### Rows

-*-*-

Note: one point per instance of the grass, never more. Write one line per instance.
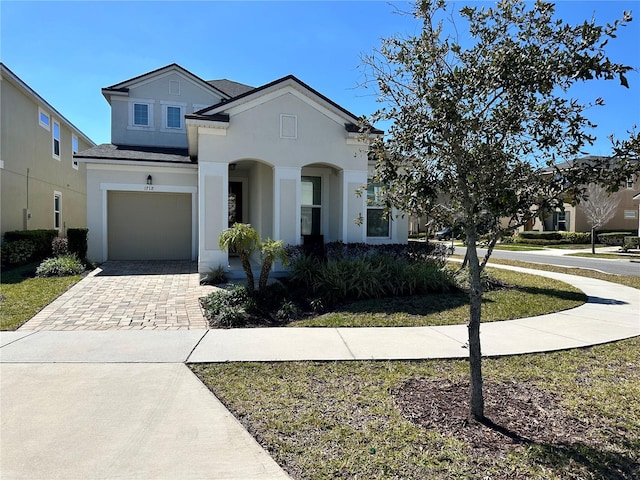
(532, 295)
(22, 295)
(628, 280)
(340, 420)
(602, 255)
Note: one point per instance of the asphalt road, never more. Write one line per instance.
(615, 266)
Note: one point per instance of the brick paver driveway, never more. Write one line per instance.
(129, 295)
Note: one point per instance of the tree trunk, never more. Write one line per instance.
(476, 407)
(246, 266)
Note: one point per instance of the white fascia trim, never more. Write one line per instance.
(119, 166)
(339, 118)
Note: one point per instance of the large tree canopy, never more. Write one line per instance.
(474, 125)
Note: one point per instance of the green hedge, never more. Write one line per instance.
(40, 239)
(78, 241)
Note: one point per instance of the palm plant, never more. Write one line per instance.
(244, 240)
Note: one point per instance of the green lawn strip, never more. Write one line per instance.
(602, 255)
(21, 296)
(339, 419)
(533, 295)
(628, 280)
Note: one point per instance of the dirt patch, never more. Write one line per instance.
(517, 414)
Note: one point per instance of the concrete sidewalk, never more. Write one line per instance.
(121, 404)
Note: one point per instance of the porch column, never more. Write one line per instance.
(286, 204)
(213, 214)
(354, 206)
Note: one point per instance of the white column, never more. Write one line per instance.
(354, 206)
(286, 204)
(213, 214)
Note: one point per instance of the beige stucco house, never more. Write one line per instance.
(42, 185)
(190, 157)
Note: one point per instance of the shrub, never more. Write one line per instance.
(17, 252)
(534, 235)
(60, 267)
(78, 241)
(60, 246)
(41, 239)
(614, 238)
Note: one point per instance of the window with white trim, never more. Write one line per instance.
(74, 150)
(630, 183)
(44, 119)
(311, 206)
(377, 222)
(56, 140)
(57, 210)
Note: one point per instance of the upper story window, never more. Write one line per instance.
(44, 119)
(311, 208)
(140, 114)
(174, 119)
(377, 222)
(74, 150)
(173, 116)
(56, 140)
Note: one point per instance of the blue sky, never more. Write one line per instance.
(68, 51)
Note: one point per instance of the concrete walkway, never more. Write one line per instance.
(121, 403)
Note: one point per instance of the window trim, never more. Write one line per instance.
(74, 150)
(57, 214)
(41, 113)
(150, 118)
(373, 205)
(54, 140)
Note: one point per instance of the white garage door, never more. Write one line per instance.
(148, 226)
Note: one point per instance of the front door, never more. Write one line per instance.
(235, 203)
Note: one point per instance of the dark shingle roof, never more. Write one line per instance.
(108, 151)
(231, 88)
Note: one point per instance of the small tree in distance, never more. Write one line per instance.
(474, 126)
(599, 207)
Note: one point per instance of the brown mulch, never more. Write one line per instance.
(516, 413)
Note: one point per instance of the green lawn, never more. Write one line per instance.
(329, 420)
(22, 295)
(531, 295)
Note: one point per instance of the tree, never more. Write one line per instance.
(244, 240)
(599, 207)
(475, 125)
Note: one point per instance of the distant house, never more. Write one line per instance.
(42, 185)
(190, 157)
(573, 219)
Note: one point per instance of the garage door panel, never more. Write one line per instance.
(149, 226)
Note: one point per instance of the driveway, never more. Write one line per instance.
(160, 295)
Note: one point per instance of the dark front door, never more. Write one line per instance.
(235, 203)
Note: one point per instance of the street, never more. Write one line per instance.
(629, 266)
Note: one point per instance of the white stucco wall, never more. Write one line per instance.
(102, 178)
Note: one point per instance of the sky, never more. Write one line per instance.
(68, 51)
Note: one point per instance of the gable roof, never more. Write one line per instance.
(5, 71)
(123, 87)
(214, 110)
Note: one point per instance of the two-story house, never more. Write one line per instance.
(190, 157)
(42, 185)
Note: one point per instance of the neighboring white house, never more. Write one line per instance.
(189, 157)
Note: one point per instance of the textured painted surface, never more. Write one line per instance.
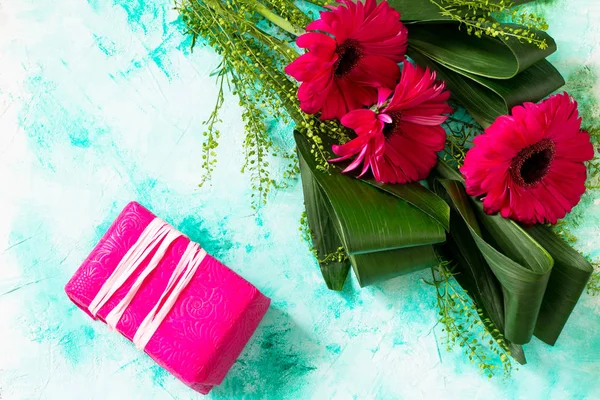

-*-*-

### Set exercise
Reproduce every entry word for word, but skip any pictures.

### Completed task
Note: one point per instance of the grass, never more. Write one line per instance.
(532, 295)
(22, 295)
(628, 280)
(340, 420)
(602, 255)
Note: one point per instance of the asphalt road, never more. Write one line per instance.
(615, 266)
Note: one point per instance of the brick paver driveway, never more. Write one line per instance.
(129, 295)
Note: one point per instance of the tree trunk, never more. Write one line per instance.
(476, 407)
(246, 266)
Note: one point per instance of the white fascia trim, never more. Write one line per instance.
(119, 166)
(339, 118)
Note: one point per instance of the large tree canopy, never more. Write one line per instance.
(474, 125)
Note: one point per instance of the green hedge, never more. Write one line per instance.
(40, 239)
(78, 241)
Note: one point per instance of the palm plant, never more. Write one line per instance.
(244, 240)
Note: one point per instance of the green lawn strip, never more. Write one line per instance.
(602, 255)
(21, 296)
(339, 419)
(533, 295)
(628, 280)
Note: one point per instance of the dirt patch, never more. Write one line per instance.
(517, 414)
Note: one point per instance of the concrete sidewalk, never more. Write one line per instance.
(121, 404)
Note: one point per instance of the porch column, never more. Write one line per instance.
(286, 204)
(213, 214)
(354, 206)
Note: one point per instance of the white column, never more. Write one line per instance.
(354, 206)
(286, 204)
(213, 214)
Note: one point per instance of the beige stucco house, never more. Write one line per instance.
(42, 185)
(190, 157)
Note: one point per instance of the shrub, never more. Write one line per instance.
(17, 252)
(534, 235)
(60, 267)
(78, 241)
(60, 246)
(41, 239)
(614, 238)
Note: one point per instance of the window with white trim, never more. Write one line per instance.
(74, 150)
(630, 183)
(44, 119)
(311, 206)
(377, 222)
(56, 140)
(57, 210)
Note: one point per instance of the upper story window, never more. Write one line per instance.
(44, 119)
(311, 208)
(140, 114)
(174, 119)
(377, 222)
(74, 150)
(173, 116)
(56, 140)
Note: one point per instance of the blue sky, never more. Write one line per instance.
(68, 51)
Note: one point per instance of the concrete walkway, never more. Write one line per instance.
(121, 403)
Note: one point per instance of the window trim, never more. Write one line per instance.
(74, 150)
(57, 214)
(41, 113)
(150, 118)
(373, 205)
(54, 140)
Note: one point per instance of the white garage door, never more. Write one line per instance.
(148, 226)
Note: one point per instance of the front door, never more. Write one line per instance.
(235, 203)
Note: one point per instance of the dark shingle roof, never more. Write one line per instance.
(108, 151)
(231, 88)
Note: one point per instance of the small tree in distance, never more. Write one line per instance.
(474, 126)
(599, 207)
Note: one point per instance of the brown mulch, never more. Write one line per instance.
(516, 413)
Note: one point per instance of the green lawn, never more. Write one line per instance.
(329, 420)
(22, 295)
(531, 295)
Note: one point per instance of the tree, never more. Write one line per instance.
(244, 240)
(599, 207)
(475, 125)
Note: one point per instance of the distant house, never more. Write one line per instance.
(42, 185)
(190, 157)
(573, 219)
Note: one point per instance of the garage door panel, never more. Write one line per instance.
(149, 226)
Note: one point per instance of the driveway, never more. Write one line per instance.
(160, 295)
Note: one point per instance of the dark front door, never more. Write one line per instance.
(235, 203)
Note: one point per instance of the street, never more. Write one line per instance.
(629, 266)
Note: one point per instance of the white stucco wall, never more. Write one line per instance.
(102, 178)
Note: one point per instance of the sky, never more. Write one line per instance.
(68, 51)
Note: one point per instance of the gable roof, never more. Write one line per instance.
(5, 71)
(123, 87)
(214, 110)
Note: one point per instance of the two-story house, never more. Write one line per instance.
(190, 157)
(42, 185)
Note: one point per instance of the neighboring white house, never more. Write one line per instance.
(189, 157)
Note: one point per instance of the textured painted surface, never more. Write one line per instance.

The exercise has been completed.